- Problem statement
Put the material from the line containing "Presence check: is any blurred background" through the line containing "78;35;146;108", with both of those lines included, into a Markdown table with the columns Row and Line, and leave out any blank lines.

-- BEGIN Stored records --

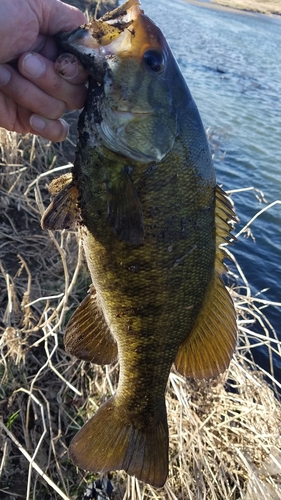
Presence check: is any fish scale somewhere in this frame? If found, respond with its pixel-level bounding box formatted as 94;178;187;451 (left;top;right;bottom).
42;0;236;487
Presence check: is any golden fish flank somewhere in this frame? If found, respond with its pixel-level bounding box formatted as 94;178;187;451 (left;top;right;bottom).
43;0;236;487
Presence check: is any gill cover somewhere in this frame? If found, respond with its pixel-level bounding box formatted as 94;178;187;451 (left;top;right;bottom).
58;0;177;163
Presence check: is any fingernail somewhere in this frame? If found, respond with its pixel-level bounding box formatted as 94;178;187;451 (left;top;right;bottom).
59;118;69;141
29;115;46;131
0;64;11;86
55;54;79;80
22;54;46;78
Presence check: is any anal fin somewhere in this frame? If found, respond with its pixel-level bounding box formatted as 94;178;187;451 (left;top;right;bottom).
64;292;118;365
175;272;237;379
175;186;237;378
41;173;80;230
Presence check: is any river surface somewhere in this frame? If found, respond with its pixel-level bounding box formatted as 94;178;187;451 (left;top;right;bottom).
142;0;281;368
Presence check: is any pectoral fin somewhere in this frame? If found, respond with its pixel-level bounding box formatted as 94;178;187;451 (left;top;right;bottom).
64;293;118;365
41;174;80;230
107;170;144;245
175;186;237;378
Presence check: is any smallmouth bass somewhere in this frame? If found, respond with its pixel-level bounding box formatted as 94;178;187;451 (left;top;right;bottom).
42;0;237;487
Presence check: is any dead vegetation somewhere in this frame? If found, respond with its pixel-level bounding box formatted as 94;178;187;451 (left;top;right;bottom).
0;122;281;500
212;0;281;15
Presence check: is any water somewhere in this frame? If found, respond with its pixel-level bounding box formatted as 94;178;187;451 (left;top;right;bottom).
142;0;281;352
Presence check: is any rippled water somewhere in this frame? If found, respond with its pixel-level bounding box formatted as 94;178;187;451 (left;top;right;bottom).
142;0;281;344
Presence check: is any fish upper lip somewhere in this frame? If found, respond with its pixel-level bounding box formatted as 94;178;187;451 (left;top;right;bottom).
112;107;153;115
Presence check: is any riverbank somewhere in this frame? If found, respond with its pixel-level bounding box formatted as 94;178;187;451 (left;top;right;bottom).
211;0;281;15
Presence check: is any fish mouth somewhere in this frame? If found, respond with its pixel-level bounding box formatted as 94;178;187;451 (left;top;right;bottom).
56;0;143;82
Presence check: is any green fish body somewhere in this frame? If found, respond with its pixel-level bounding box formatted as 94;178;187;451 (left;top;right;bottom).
43;0;236;487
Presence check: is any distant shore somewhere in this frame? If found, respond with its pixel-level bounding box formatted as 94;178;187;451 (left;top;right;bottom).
186;0;281;16
211;0;281;16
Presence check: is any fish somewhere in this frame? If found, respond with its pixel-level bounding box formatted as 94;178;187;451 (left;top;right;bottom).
42;0;237;488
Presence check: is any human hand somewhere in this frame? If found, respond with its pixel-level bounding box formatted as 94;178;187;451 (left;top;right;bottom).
0;0;87;141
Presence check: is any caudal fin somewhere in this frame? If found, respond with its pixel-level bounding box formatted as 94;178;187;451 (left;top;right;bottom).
69;397;169;488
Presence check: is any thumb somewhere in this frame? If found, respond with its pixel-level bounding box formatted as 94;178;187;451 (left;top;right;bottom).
55;54;88;85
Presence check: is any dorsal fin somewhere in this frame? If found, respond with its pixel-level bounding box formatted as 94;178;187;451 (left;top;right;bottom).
64;288;118;365
175;186;237;378
41;173;80;231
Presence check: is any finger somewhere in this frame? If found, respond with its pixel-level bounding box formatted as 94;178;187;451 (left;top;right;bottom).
18;53;87;108
54;54;89;85
29;115;69;142
0;64;66;120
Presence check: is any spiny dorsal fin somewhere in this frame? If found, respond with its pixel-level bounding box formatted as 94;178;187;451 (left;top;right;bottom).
64;291;118;365
175;186;237;378
107;169;144;245
69;396;168;488
41;173;80;231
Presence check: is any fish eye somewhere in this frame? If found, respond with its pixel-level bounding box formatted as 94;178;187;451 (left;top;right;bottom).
143;49;165;73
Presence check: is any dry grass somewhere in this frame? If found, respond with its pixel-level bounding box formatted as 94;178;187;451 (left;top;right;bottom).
211;0;281;15
0;124;281;500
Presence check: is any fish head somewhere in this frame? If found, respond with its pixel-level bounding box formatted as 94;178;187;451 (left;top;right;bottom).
57;0;180;163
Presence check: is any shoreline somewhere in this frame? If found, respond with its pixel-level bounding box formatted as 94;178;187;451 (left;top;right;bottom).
185;0;281;16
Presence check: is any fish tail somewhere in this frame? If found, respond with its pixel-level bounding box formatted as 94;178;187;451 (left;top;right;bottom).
69;397;169;488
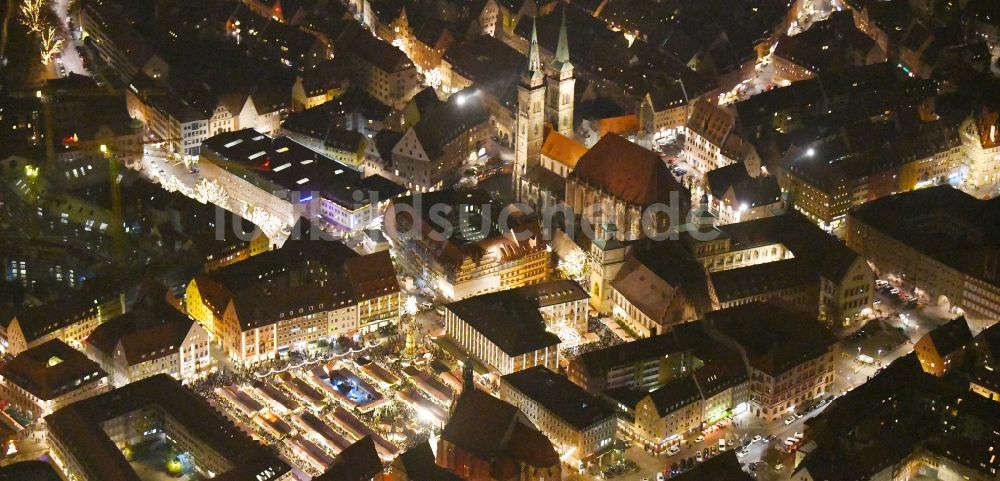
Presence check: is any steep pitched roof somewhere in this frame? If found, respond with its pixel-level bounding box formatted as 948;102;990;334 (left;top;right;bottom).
313;436;382;481
503;366;615;430
927;316;972;356
572;134;691;206
87;303;194;365
441;389;559;467
649;376;701;417
0;339;107;401
705;299;837;377
705;163;781;207
393;441;462;481
542;130;587;169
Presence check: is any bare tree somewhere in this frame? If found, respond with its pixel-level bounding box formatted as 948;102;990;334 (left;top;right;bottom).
21;0;48;33
38;26;63;65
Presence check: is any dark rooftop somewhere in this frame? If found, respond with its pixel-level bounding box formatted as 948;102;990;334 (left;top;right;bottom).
503;366;614;430
45;374;290;481
446;289;559;356
705;299;836;377
0;339;107;401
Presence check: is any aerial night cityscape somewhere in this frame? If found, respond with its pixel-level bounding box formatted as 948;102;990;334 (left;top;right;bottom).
0;0;1000;481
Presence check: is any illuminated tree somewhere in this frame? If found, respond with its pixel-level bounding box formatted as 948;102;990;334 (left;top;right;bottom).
21;0;48;33
21;0;64;65
38;27;63;65
556;251;590;284
194;178;229;207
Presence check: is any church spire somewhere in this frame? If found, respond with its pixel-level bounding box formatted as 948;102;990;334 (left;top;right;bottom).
556;7;569;64
528;19;542;73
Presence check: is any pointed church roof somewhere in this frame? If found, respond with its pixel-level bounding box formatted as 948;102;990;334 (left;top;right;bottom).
524;20;543;84
552;8;573;72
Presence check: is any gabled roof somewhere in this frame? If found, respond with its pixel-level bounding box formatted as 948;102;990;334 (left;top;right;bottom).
572;134;691;206
542;130;587;170
86;303;194;366
927;316;972;357
709;258;819;303
195;236;399;329
649;376;701;417
313;436;382;481
673;449;754;481
705;163;781;208
3;280;121;343
705;298;837;377
45;374;290;481
413;89;490;161
441;389;559;467
445;290;559;356
0;339;107;401
612;241;714;322
503;366;615;431
719;211;864;282
393;441;462;481
577;332;686;376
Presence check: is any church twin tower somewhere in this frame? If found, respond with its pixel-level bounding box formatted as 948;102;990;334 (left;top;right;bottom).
514;10;576;189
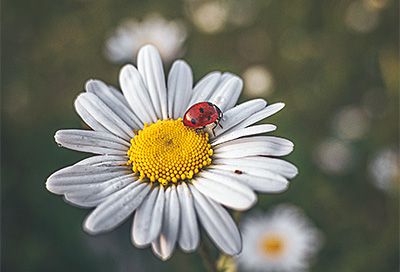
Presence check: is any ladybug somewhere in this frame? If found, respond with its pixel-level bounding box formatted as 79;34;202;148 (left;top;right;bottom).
183;102;223;136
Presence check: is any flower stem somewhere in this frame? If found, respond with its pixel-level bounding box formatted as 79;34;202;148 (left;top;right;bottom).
199;242;217;272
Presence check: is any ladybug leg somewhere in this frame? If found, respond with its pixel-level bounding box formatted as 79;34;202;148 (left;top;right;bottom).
211;127;215;137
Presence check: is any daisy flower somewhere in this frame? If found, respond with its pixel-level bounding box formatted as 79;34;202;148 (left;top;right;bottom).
46;45;297;260
368;147;400;192
237;205;321;272
105;14;186;63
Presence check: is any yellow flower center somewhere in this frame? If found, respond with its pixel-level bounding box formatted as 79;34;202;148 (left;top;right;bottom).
128;118;213;186
261;234;285;257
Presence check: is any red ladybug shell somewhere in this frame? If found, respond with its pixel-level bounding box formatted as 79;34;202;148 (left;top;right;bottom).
183;102;222;128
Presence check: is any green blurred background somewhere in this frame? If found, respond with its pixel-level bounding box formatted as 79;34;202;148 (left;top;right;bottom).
1;0;399;272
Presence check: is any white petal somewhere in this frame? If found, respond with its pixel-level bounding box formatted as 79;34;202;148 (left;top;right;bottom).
213;156;298;178
85;80;143;129
119;64;157;123
192;170;257;210
209;76;243;112
54;129;129;155
46;165;129;194
215;99;267;135
177;182;200;252
65;174;138;207
210;165;289;193
137;45;168;119
132;187;164;247
152;186;180;261
233;103;285;130
75;93;134;140
190;186;242;255
212;124;276;146
84;181;150;234
168;60;193;119
75;155;128;167
188;72;221;106
214;136;293;158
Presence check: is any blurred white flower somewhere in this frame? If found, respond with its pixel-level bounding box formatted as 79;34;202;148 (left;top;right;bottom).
105;14;187;63
369;148;400;192
242;65;274;97
188;1;229;34
345;1;379;33
238;205;322;272
333;106;369;140
314;139;353;175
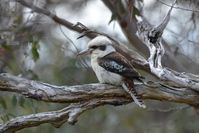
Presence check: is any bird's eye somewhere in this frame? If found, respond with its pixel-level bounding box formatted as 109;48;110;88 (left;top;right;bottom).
99;45;106;51
90;46;97;49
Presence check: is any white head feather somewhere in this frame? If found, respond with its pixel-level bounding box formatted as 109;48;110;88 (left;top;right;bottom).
88;36;116;58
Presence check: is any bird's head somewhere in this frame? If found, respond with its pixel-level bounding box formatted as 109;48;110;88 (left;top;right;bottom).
78;36;116;57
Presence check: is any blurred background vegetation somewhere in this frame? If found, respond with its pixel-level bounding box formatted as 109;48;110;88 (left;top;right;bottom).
0;0;199;133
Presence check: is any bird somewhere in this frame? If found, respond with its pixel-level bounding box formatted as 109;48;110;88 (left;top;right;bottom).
78;35;146;108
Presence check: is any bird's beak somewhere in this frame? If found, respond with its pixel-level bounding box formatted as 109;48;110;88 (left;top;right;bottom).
77;49;92;56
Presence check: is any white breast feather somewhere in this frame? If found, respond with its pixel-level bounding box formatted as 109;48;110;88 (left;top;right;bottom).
91;59;122;85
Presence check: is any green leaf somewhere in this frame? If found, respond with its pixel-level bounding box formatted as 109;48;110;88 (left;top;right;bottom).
19;97;25;108
31;41;39;62
12;95;17;107
0;98;7;109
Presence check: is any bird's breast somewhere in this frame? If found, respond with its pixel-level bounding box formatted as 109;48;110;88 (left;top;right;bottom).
91;59;122;85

-- END Stored records --

- Full answer
| Row | Line |
|---|---|
| 1 | Presence check: is any blurred background vegetation somewhere in this frame? If found, respond with its pixel-level bounding box formatted as 109;48;110;88 (left;top;right;bottom). |
| 2 | 0;0;199;133 |
| 3 | Presence check: is any bird somewhere in this frame? If found, respond with its pixel-level bounding box formatted as 109;48;110;88 (left;top;right;bottom). |
| 4 | 78;35;146;108 |